Quoted passage:
Women complain about F.X. Crowley’s union

Pub date October 30, 2012
WriterYael Chanoff

Four women filed National Labor Relations Board complaints and one of them filed a lawsuit alleging gender discrimination against a union run by supervisorial candidate F.X. Crowley, public records show.

Many of their charges were dismissed, but in at five instances, the complaints ended in settlements — and some involved substantial payments to the women.

The union, Local 16 of the International Alliance of Theatrical Stage Employees, Moving Picture Technicians, Artists and Allied Crafts, has never admitted to gender discrimination.

Four settlement agreements that occurred while Crowley, a candidate in District 7, was the union’s business agent contain confidentiality clauses. But details of a lawsuit settled in 2008 are public — and the records show that the plaintiff, Sandy Reed, accepted $500,000 to settle claims of gender discrimination, harassment, retaliation, and disability discrimination.

Crowley says that the accusations of discrimination are completely untrue. When we asked if gender discrimination went on at Local 16 under his leadership, he replied, “absolutely not.”

“Local 16 has never admitted that there’s been any discrimination at the union hall,” said William Sokol, an attorney for the union. “The union is steadfast that there has been absolutely no discrimination.”

SANDY REED’S CASE

Reed works in craft service, catering film shoots. Since 1989, she worked regularly on sets that were organized by the union and protected by a union contract. She even paid the union 3.5 percent of her earnings in “work fees.”

But some craft-service jobs required union membership, and when she tried to become a union member, Reed alleged in her suit, she ran into problems. She was informed that applicants needed to take a three-year apprenticeship class — and then told that the classes were full, year after year. Meanwhile, male friends and colleagues, doing what she saw as similar work, were brought in as “auxiliary members,” a process by which workers can bypass the apprenticeship program and become members, she claimed in her suit.

In 2001, she filed a complaint with the Equal Employment Opportunity Office, asking what recourse she could take for what she perceived as discrimination based on gender and disability.

The EEOC made a determination in her favor, and in 2003, Reed sued Local 16, its president Richard Putz, and Crowley. Reed settled in 2008, after the case went before labor arbitrator Gerald McKay.

In his findings, McKay wrote: “The Union’s arbitrary standards provided the opportunity for the Plaintiff to claim that the reason for her denial was based on her status as a woman. Whether it is true or not true, the Union has forfeited its defense by not having any objective or transparent criteria against which one could measure the Plaintiff to see whether she is being rejected for reasons other than her status as a woman. The Plaintiff’s evidence is sufficiently strong to conclude that it is quite possible that she was discriminated against in her request for membership because of her status as a woman. What the Union has failed to do is to rebut that assertion by objective evidence that there were other reasons for her rejection. The Arbitrator is persuaded that the Plaintiff was the victim of discrimination because of her status as a woman.”

Data excerpts:
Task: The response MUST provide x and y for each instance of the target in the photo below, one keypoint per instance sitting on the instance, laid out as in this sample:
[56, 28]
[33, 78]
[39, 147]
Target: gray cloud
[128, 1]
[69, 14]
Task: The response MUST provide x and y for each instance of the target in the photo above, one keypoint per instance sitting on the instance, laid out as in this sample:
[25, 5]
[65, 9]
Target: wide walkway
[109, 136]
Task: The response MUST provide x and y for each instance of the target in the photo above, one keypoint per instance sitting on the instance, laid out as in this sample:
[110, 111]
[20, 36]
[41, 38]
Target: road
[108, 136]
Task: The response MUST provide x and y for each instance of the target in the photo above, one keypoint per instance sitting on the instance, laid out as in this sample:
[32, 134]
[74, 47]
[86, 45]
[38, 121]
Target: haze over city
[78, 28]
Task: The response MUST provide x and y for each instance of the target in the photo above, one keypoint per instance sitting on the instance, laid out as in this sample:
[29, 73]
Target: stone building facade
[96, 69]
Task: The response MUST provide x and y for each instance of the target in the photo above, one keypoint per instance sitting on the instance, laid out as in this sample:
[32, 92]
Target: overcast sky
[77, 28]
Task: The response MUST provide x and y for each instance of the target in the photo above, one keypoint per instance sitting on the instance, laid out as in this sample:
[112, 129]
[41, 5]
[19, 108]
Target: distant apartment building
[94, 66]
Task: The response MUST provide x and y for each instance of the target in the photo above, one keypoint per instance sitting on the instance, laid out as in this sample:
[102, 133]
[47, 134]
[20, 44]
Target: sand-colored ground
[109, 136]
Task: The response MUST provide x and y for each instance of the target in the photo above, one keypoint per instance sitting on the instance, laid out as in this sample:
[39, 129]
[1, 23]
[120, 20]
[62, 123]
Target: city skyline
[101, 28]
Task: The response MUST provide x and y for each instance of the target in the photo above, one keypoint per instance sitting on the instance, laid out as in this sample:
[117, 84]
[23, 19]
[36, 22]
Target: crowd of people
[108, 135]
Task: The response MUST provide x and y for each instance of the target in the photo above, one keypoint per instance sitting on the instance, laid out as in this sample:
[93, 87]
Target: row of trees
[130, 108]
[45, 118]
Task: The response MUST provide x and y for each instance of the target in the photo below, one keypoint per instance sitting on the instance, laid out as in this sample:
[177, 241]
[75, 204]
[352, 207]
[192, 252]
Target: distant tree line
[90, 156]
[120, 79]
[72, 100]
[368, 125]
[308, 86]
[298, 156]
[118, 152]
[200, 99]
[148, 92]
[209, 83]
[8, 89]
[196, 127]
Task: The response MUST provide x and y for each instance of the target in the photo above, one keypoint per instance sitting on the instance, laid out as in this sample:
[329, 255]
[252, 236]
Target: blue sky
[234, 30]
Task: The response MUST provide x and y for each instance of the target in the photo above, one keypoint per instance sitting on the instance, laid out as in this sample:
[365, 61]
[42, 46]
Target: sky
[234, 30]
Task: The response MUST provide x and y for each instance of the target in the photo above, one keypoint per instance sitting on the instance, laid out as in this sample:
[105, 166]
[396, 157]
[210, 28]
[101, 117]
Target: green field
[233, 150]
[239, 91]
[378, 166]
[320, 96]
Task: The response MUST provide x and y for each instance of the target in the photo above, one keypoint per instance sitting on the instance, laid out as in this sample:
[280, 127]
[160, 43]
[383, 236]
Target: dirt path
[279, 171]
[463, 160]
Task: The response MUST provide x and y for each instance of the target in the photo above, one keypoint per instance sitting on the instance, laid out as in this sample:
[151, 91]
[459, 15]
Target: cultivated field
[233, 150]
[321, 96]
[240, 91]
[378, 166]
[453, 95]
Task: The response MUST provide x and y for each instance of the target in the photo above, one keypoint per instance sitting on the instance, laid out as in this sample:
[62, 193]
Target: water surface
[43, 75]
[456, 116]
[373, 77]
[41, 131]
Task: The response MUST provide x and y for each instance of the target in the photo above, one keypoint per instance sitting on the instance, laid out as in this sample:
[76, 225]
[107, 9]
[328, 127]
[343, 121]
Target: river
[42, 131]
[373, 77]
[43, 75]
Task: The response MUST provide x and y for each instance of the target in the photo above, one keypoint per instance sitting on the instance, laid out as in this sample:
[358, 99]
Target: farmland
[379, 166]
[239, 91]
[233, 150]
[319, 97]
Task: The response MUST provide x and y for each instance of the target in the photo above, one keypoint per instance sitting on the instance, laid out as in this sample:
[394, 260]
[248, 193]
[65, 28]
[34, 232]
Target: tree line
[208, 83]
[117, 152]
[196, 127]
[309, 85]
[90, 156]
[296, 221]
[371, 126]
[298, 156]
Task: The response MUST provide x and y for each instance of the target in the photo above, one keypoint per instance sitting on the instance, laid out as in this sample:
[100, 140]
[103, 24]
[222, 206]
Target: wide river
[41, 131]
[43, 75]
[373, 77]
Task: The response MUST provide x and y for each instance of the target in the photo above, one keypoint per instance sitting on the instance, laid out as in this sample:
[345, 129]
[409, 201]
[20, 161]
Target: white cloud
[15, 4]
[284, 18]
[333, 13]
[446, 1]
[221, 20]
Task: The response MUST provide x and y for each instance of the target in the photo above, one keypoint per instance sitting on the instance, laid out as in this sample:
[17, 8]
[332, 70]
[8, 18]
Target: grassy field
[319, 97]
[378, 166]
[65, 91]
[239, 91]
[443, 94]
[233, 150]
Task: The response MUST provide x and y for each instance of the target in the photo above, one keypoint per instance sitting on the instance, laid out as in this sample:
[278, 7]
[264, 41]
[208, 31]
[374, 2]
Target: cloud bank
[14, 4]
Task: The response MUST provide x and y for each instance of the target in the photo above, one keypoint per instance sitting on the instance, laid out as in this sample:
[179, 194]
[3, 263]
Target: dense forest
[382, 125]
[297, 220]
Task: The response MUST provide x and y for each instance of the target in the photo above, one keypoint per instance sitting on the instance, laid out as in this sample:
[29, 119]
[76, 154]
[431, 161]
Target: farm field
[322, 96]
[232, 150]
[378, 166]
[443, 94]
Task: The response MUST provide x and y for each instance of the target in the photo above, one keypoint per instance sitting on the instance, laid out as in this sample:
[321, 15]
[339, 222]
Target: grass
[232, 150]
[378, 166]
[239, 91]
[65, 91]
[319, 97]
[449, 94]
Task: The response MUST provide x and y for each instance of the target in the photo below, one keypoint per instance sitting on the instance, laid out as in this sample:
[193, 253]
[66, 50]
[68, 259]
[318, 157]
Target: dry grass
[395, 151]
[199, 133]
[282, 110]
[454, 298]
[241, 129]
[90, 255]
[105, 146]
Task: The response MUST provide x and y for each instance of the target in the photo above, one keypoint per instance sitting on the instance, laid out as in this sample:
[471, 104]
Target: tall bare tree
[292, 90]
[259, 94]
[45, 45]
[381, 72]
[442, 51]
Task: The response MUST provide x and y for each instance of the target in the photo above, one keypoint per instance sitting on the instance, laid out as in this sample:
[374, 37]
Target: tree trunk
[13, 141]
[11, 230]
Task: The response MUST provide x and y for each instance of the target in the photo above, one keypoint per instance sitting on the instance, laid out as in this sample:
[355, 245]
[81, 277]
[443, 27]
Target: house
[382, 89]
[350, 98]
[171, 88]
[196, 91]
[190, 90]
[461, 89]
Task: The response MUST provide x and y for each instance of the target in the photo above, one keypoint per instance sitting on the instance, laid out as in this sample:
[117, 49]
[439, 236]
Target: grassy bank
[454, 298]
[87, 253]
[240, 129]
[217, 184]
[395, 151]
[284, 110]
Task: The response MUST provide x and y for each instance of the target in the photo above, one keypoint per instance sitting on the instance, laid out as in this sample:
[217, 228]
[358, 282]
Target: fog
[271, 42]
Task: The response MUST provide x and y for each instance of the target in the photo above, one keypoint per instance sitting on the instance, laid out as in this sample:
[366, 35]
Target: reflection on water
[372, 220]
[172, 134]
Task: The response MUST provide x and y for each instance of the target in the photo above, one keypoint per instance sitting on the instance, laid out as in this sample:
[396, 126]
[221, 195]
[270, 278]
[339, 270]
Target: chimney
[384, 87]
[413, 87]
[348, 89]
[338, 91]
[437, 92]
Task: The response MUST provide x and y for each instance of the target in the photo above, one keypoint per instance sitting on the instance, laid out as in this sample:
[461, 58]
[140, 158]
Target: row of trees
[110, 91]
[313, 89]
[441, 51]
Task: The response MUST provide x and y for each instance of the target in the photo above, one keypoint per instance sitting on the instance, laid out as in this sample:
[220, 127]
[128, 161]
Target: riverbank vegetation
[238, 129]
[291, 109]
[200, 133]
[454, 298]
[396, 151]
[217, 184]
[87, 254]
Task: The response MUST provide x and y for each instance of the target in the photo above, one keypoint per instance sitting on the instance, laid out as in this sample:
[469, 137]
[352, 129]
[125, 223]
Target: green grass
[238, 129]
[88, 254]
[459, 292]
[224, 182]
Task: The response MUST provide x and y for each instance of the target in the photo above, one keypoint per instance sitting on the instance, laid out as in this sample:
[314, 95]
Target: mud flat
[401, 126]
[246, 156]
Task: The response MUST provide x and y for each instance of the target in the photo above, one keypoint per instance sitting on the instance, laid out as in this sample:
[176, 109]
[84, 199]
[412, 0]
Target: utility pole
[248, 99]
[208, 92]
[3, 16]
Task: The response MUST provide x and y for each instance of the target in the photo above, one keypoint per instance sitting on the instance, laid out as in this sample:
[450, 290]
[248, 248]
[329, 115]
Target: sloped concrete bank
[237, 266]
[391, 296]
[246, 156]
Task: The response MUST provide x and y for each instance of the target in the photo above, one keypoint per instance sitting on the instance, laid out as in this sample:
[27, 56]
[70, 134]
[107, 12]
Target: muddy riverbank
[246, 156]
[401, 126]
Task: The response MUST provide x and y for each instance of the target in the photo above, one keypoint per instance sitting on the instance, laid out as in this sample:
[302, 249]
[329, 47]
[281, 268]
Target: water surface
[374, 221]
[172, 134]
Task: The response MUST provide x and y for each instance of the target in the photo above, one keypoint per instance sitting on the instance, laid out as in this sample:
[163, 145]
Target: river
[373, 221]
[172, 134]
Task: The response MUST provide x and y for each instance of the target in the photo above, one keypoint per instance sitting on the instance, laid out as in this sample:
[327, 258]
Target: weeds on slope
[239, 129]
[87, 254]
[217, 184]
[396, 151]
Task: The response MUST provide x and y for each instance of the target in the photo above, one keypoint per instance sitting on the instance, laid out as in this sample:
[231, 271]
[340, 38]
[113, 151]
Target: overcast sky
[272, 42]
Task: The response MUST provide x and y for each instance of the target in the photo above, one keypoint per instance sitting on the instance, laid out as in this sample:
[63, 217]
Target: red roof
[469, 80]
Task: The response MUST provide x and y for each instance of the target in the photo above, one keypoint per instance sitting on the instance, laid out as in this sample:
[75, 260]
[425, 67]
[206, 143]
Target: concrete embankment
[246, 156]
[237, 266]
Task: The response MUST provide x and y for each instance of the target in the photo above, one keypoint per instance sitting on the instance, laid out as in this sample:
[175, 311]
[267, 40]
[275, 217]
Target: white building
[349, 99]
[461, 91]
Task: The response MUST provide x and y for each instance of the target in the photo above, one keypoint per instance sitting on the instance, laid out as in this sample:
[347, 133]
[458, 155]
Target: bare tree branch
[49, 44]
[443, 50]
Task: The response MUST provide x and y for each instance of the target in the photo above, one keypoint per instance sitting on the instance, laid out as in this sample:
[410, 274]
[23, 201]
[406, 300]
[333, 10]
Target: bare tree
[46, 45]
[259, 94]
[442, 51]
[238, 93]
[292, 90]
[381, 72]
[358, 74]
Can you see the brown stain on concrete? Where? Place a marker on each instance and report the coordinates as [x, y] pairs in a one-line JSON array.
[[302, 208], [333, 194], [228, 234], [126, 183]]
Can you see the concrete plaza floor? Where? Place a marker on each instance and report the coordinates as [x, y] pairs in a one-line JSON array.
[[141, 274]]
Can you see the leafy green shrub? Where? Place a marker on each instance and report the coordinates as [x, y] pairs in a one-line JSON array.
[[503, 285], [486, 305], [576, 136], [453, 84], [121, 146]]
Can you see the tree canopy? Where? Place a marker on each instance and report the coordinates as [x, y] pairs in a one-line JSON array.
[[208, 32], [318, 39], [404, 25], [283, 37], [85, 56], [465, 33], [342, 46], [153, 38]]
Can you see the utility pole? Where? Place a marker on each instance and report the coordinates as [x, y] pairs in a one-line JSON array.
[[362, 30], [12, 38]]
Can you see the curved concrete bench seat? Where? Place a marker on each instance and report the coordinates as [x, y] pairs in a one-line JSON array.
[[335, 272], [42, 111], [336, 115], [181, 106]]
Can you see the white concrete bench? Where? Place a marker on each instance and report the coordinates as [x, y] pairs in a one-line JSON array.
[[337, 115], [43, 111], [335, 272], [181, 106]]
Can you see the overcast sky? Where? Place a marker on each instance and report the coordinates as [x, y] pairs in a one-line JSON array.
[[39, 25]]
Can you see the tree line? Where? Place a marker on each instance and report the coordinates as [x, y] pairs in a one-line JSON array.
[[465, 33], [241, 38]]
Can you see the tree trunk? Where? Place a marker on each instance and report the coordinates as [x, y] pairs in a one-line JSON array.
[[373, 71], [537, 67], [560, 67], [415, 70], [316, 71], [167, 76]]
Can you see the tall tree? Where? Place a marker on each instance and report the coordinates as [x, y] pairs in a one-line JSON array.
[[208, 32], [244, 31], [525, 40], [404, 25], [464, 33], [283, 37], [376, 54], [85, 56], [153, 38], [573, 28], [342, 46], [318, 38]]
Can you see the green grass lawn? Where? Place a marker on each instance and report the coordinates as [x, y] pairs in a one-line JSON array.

Objectives:
A - Write out the Local 16 article beginning at the words "The EEOC made" and stopping after "arbitrator Gerald McKay.", and swap "arbitrator" for "mediator".
B - From the Local 16 article, render this sentence in Spanish: "Crowley says that the accusations of discrimination are completely untrue."
The data above have no connection to the Local 16 article.

Results for each task:
A -
The EEOC made a determination in her favor, and in 2003, Reed sued Local 16, its president Richard Putz, and Crowley. Reed settled in 2008, after the case went before labor mediator Gerald McKay.

B - Crowley dice que las acusaciones de discriminación son completamente falsas.